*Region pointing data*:
== Segment start ==
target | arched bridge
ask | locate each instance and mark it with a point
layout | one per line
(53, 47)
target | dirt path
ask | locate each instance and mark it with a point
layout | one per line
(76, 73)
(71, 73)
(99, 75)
== Segment end ==
Copy each entry exactly.

*OUTPUT OF THE EXERCISE*:
target | arched bridge
ask | locate each instance and mark it with a point
layout | one per line
(53, 47)
target | dirt path
ask | locate each instance and mark it with a point
layout | one per line
(76, 73)
(71, 73)
(99, 75)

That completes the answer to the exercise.